● **表示テキスト**
2012-06-15 09:46:31 | 小沢
 小沢一郎氏が、離婚していたという。和子夫人は、「週刊文春」6月13日号に載った書簡で、東日本大震災後、放射能が怖くて地元を逃げ出した小沢氏を非難し、小沢氏を支えてきた自分を恥じている。
http://shukan.bunshun.jp/articles/-/1442
 「このような未曾有の大災害にあって本来、政治家が真っ先に立ち上がらなければならない筈ですが、実は小沢は放射能が怖くて秘書と一緒に逃げだしました。岩手で長年お世話になった方々が一番苦しい時に見捨てて逃げだした小沢を見て、岩手や日本の為になる人間ではないとわかり離婚いたしました」
 「3月11日、大震災の後、小沢の行動を見て岩手、国の為になるどころか害になることがはっきりわかりました」
 「国民の生命を守る筈の国会議員が国民を見捨てて放射能怖さに逃げるというのです。何十年もお世話になっている地元を見捨てて逃げるというのです」
 「かつてない国難の中で放射能が怖いと逃げたあげく、お世話になった方々のご不幸を悼む気も、郷土の復興を手助けする気もなく自分の保身の為に国政を動かそうとするこんな男を国政に送る手伝いをしてきたことを深く恥じています」

 小沢氏は東日本大震災後、被災地である地元・岩手に帰らず、被災者の救援・支援にほとんど貢献しなかった。有権者を自分の権力を維持するための票田としか考えていないのだろう。だが、「放射能が怖くて」「地元を見捨てて」「逃げた」とまでは、推察していなかった。和子元夫人の言葉は痛烈である。小沢氏を最も良く知る元夫人ならではだろう。
 和子元夫人の書簡を読んで、私は、小沢氏について長年、自分が感じてきたことに違いがなかったことを改めて確認できた。
 小沢氏に対しては、日本を指導できる政治家と評価し、政治資金問題でも氏を擁護する人たちが少なくない。そういう人たちは、「かつてない国難の中で放射能が怖いと逃げたあげく、お世話になった方々のご不幸を悼む気も、郷土の復興を手助けする気もなく自分の保身の為に国政を動かそうとするこんな男を国政に送る手伝いをしてきたことを深く恥じています」という元夫人の言葉について、じっくり考えてみるとよいだろう。

拙稿「闇の財テク王・小沢一郎の不正・不敬・横暴」
http://homepage2.nifty.com/khosokawa/opinion13m.htm
拙稿「小沢氏控訴と処分解除」

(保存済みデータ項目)
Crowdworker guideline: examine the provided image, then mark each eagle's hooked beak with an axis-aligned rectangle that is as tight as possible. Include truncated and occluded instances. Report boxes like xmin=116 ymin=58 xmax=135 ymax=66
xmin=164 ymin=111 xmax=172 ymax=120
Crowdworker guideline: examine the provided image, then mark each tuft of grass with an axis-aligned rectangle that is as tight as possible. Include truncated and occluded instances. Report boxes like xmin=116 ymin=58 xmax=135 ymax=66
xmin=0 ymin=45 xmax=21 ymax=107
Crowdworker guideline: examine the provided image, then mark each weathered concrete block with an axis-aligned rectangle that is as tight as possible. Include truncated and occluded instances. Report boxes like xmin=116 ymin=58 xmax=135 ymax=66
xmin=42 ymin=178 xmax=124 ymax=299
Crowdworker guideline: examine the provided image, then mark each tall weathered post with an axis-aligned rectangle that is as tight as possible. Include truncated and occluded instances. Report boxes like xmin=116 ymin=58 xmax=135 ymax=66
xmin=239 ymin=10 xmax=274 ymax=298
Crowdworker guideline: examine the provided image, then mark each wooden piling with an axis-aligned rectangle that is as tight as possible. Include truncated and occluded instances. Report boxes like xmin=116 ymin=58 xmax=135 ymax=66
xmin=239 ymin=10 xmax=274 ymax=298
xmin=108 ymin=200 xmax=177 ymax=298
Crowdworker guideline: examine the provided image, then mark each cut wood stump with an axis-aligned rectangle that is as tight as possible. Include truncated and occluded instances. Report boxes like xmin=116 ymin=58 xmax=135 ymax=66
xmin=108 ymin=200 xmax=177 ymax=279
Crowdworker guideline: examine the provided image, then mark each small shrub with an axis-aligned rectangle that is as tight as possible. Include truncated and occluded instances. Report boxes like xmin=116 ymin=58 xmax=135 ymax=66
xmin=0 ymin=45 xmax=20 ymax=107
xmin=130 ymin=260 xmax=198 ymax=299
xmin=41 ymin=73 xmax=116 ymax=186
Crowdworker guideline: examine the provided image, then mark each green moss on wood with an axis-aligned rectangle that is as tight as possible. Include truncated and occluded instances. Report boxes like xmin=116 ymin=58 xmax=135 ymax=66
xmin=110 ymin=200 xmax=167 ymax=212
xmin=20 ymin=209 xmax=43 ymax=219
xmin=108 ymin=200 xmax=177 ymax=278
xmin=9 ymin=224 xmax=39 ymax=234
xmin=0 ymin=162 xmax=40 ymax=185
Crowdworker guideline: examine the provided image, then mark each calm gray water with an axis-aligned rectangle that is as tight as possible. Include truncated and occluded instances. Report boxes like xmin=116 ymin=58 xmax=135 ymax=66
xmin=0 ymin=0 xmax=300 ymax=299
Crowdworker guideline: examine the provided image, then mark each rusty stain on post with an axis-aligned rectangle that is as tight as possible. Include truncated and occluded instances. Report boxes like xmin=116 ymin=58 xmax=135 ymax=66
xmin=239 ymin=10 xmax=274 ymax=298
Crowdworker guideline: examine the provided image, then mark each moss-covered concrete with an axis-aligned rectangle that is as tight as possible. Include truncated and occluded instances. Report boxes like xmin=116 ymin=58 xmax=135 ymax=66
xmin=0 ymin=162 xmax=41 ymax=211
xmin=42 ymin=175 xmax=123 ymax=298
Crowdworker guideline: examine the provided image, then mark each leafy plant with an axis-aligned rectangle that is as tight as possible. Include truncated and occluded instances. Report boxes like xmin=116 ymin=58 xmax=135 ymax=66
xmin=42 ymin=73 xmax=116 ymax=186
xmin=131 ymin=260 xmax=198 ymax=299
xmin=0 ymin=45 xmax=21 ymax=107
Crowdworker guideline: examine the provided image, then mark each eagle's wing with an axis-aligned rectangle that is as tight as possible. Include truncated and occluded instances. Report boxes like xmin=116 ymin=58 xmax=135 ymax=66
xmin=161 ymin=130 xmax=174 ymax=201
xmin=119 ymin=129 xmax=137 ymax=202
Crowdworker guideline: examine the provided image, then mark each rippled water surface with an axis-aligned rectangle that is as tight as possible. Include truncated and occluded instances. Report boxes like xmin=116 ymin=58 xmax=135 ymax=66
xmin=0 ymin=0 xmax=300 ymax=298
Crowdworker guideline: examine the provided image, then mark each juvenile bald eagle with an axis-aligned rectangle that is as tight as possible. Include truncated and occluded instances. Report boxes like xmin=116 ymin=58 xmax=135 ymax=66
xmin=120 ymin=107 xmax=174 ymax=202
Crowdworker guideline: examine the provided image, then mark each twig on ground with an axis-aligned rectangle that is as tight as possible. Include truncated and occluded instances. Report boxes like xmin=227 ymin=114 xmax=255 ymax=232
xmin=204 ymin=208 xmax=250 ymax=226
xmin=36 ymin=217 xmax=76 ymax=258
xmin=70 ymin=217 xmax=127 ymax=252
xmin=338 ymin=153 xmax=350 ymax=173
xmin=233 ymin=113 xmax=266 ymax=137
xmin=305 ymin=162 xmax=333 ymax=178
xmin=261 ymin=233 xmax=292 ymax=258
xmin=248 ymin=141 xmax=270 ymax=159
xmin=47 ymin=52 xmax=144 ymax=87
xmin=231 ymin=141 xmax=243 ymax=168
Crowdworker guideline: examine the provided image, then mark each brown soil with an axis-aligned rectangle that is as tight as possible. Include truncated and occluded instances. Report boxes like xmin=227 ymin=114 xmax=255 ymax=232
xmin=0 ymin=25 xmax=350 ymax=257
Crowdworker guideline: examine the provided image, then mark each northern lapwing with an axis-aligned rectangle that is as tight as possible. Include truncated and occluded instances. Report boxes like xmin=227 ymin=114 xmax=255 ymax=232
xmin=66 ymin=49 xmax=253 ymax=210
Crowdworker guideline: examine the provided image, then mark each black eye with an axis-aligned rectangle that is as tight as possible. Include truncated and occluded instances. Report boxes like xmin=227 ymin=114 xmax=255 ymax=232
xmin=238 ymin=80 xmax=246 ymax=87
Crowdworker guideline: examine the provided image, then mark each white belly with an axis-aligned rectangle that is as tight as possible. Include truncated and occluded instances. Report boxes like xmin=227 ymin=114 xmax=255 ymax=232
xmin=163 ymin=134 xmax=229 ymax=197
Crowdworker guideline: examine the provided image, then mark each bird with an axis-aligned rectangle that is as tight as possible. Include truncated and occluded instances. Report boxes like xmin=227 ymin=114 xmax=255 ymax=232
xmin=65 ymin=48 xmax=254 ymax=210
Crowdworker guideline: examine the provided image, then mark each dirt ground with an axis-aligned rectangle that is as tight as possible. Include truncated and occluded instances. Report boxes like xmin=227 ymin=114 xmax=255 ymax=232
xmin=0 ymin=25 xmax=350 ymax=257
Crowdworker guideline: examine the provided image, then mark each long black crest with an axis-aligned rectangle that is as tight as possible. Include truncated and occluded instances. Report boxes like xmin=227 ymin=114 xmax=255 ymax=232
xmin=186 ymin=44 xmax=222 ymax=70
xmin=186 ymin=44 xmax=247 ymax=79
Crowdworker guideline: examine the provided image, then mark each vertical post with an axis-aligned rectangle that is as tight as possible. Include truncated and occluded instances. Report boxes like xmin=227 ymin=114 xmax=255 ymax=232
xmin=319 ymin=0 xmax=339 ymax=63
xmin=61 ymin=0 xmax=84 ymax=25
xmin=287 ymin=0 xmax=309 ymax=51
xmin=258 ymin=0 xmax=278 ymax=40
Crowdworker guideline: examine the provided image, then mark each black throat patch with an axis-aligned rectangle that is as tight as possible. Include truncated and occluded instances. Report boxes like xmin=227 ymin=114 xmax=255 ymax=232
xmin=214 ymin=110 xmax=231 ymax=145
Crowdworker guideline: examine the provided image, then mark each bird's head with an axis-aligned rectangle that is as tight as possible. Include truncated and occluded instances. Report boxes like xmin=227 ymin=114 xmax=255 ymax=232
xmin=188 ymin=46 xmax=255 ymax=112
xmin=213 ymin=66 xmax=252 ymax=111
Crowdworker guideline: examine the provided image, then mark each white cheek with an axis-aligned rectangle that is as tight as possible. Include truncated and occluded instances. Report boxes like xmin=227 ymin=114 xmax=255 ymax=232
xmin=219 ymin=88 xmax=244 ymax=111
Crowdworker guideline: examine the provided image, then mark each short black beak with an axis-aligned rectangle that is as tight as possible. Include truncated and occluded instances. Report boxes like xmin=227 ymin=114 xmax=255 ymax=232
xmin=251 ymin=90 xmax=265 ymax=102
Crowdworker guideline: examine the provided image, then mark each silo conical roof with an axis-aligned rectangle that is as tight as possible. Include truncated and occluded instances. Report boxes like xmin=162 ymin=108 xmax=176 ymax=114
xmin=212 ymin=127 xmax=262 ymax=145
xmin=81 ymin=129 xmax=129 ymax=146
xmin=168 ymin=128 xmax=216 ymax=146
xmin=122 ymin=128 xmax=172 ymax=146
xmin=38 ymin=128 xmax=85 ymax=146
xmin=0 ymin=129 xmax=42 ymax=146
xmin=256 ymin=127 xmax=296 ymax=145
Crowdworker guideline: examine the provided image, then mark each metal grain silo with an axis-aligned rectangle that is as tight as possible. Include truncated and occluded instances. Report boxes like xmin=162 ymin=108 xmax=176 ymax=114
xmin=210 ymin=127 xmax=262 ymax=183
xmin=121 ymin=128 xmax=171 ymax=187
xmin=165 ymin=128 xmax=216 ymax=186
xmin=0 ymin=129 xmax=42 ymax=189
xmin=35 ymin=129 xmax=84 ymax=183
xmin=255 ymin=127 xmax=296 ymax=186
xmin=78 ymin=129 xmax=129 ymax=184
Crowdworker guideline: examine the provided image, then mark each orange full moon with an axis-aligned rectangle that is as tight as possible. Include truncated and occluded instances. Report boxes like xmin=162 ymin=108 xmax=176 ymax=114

● **指示内容**
小沢氏の離婚を扱った文章のうち、「http://shukan.bunshun.jp/articles/-/1442」から始まり「く知る元夫人ならではだろう。」までの部分を、一字一句変えずに書き写してもらえますか？

● **回答**
http://shukan.bunshun.jp/articles/-/1442
 「このような未曾有の大災害にあって本来、政治家が真っ先に立ち上がらなければならない筈ですが、実は小沢は放射能が怖くて秘書と一緒に逃げだしました。岩手で長年お世話になった方々が一番苦しい時に見捨てて逃げだした小沢を見て、岩手や日本の為になる人間ではないとわかり離婚いたしました」
 「3月11日、大震災の後、小沢の行動を見て岩手、国の為になるどころか害になることがはっきりわかりました」
 「国民の生命を守る筈の国会議員が国民を見捨てて放射能怖さに逃げるというのです。何十年もお世話になっている地元を見捨てて逃げるというのです」
 「かつてない国難の中で放射能が怖いと逃げたあげく、お世話になった方々のご不幸を悼む気も、郷土の復興を手助けする気もなく自分の保身の為に国政を動かそうとするこんな男を国政に送る手伝いをしてきたことを深く恥じています」

 小沢氏は東日本大震災後、被災地である地元・岩手に帰らず、被災者の救援・支援にほとんど貢献しなかった。有権者を自分の権力を維持するための票田としか考えていないのだろう。だが、「放射能が怖くて」「地元を見捨てて」「逃げた」とまでは、推察していなかった。和子元夫人の言葉は痛烈である。小沢氏を最も良く知る元夫人ならではだろう。